Как на высочайший образец речи популярной, мы опять указываем на беседы Господа Иисуса Христа, записанные в Евангелии. При изложении возвышенного учения все является у Него в совершенно прозрачной форме. Все говорится просто, нет ни одного выражения непонятного, но с этой совершенной простотой соединяется необыкновенное благородство и чистота речи. Он берет выражения из обыкновенного языка человеческого, но ничто нечистое и грубое не попадает в Его слово. Для уяснения предмета Он употребляет сравнения, близкие к быту простых людей. Но можно ли найти в Его речи какой-либо образ, не отмеченный печатью чистоты и достоинства?

Из христианских проповедников самым популярным проповедником, по общему признанию, был святой Иоанн Златоуст. Никто не умел говорить так просто и впечатлительно для слушателей, сохраняя вместе с тем полное достоинство церковного языка, – как этот проповедник, отмеченный титлом Златоуста, и никто не производил такого обаяния на народ, собиравшийся вокруг его кафедры. Потому авторитетные гомилеты советуют молодым проповедникам непрестанно, день и ночь, читать и перечитывать его беседы. Ни у кого, как у св. Златоуста (говорит Гиперий) нельзя научиться говорить ясно, просто, популярно, и вместе умно, вполне прилично и важно105. У того же проповедника рекомендует учиться языку популярного красноречия и Жибер. При совершенной простоте и прозрачности его слов у него, по замечанию Жибера, нет никакого низкого термина, ни одного грубого образа, ни одного выражения, могущего оскорбить слух, привыкший к благородной речи, но все чисто, благородно, возвышенно, вполне достойно посланника Господа Иисуса Христа, и вместе с тем в высшей степени популярно106.

Список заданий:
(a) Согласуются ли с фрагментом о популярной проповеди следующие утверждения: (i) гомилеты советуют молодым проповедникам постоянно перечитывать беседы Златоуста; (ii) по замечанию Жибера, у Златоуста встречаются отдельные грубые образы; (iii) для разъяснения предмета Христос пользовался сравнениями из жизни простых людей? Для каждого ответьте «да» или «нет» и приведите решающие слова фрагмента дословно.
(b) Ответьте по фрагменту о популярной проповеди:
(i) На что автор указывает как на высочайший образец популярной речи?
(ii) Кто, по общему признанию, был самым популярным христианским проповедником?
(iii) Кто, кроме Гиперия, рекомендует учиться у этого проповедника языку популярного красноречия?
(c) Продолжите фрагмент о популярной проповеди с того места, где он заканчивается.

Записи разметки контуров
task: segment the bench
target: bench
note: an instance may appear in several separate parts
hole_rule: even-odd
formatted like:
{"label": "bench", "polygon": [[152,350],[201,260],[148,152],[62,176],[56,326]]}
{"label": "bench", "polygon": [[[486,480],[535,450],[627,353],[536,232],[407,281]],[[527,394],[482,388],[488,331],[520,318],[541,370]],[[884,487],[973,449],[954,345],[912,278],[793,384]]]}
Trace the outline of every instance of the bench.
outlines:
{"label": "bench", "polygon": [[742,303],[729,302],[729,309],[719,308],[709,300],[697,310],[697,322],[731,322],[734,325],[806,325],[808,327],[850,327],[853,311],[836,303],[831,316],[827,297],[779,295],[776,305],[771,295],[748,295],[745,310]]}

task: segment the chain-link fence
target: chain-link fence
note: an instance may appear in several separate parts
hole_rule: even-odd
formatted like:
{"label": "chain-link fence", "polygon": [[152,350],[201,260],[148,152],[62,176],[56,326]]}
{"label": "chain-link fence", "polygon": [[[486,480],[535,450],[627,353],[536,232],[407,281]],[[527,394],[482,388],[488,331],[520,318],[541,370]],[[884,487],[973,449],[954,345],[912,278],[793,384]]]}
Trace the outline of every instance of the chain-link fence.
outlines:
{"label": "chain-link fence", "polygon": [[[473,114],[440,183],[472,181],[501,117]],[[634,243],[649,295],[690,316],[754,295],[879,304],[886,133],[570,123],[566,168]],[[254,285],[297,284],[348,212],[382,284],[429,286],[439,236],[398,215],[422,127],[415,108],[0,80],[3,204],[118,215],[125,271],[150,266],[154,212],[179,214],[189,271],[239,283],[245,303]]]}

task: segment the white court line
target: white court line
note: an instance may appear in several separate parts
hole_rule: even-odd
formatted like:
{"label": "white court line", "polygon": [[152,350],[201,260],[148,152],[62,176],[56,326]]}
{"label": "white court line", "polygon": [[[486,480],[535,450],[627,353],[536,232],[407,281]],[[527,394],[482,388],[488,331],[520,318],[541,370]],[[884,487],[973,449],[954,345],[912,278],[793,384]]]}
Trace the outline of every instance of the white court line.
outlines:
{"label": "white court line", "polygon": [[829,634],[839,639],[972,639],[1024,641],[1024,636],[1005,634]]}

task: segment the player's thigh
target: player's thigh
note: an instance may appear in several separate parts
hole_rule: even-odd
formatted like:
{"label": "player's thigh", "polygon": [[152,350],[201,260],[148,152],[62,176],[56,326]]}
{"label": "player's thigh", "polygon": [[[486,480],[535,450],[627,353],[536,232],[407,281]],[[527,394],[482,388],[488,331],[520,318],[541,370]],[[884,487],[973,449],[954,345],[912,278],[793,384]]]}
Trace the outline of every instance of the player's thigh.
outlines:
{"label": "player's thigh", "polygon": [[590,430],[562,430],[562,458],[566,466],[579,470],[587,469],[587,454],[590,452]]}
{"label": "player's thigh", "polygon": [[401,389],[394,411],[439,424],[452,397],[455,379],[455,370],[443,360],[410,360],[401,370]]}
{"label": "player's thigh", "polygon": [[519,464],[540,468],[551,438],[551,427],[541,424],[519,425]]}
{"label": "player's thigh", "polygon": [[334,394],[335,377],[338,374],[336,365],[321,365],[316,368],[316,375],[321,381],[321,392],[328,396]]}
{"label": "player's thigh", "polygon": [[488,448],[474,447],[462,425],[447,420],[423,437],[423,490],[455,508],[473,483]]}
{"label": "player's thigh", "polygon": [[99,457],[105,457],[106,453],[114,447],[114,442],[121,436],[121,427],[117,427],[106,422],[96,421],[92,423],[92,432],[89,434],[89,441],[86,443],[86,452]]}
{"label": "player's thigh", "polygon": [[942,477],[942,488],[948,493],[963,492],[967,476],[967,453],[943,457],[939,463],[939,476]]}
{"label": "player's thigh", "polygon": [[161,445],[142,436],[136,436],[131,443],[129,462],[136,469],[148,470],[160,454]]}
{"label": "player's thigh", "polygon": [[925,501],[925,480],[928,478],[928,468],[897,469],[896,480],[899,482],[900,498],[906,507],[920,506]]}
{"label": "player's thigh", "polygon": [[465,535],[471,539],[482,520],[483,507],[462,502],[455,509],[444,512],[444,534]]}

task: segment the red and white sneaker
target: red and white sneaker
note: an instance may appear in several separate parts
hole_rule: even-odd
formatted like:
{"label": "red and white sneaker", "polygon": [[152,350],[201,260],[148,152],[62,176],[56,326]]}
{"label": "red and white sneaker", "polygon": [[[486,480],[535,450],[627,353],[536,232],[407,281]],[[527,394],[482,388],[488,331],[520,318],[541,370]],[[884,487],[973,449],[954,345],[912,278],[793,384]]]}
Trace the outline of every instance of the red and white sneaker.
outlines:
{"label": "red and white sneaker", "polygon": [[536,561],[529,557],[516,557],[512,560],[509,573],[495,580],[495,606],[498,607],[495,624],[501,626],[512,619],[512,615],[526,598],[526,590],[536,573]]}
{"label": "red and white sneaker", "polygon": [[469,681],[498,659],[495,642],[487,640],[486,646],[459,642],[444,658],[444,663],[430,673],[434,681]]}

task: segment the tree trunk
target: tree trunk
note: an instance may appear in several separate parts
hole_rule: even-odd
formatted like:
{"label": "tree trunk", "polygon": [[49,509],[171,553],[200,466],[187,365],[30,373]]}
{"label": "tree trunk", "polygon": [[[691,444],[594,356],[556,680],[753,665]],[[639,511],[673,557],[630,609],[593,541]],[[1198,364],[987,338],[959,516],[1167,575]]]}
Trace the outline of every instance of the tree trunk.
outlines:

Ответы к заданиям:
(a)
(i) Да: «авторитетные гомилеты советуют молодым проповедникам непрестанно, день и ночь, читать и перечитывать его беседы».
(ii) Нет: «нет никакого низкого термина, ни одного грубого образа».
(iii) Да: «Для уяснения предмета Он употребляет сравнения, близкие к быту простых людей».

(b)
(i) На беседы Господа Иисуса Христа, записанные в Евангелии.
(ii) Святой Иоанн Златоуст.
(iii) Жибер.

(c)
Что же делать, чтобы овладеть популярностью, – этим необходимым качеством для церковной проповеди? Есть ли какие-либо надежные практические средства к тому? Теория указывает некоторые правила, соблюдение которых способствует достижению популярности изложения, и их нужно иметь в виду проповеднику, чтобы по возможности приблизиться к идеалу популярного проповедника. Но одними правилами, как бы ни были подробно и тщательно разработаны они, нельзя дать проповеднику овладеть в совершенстве этим необходимым качеством церковной проповеди. Чтобы сделаться совершенным популярным проповедником, для этого требуется особый талант. Св. Иоанн Златоуст сделался таковым и овладел вполне качеством популярного, впечатлительного изложения не через правило, а благодаря своему природному таланту. Но если и не дано тому или другому церковному учителю такого таланта, он не должен пренебрегать ничем, что могло бы заменить ему недостаток таланта.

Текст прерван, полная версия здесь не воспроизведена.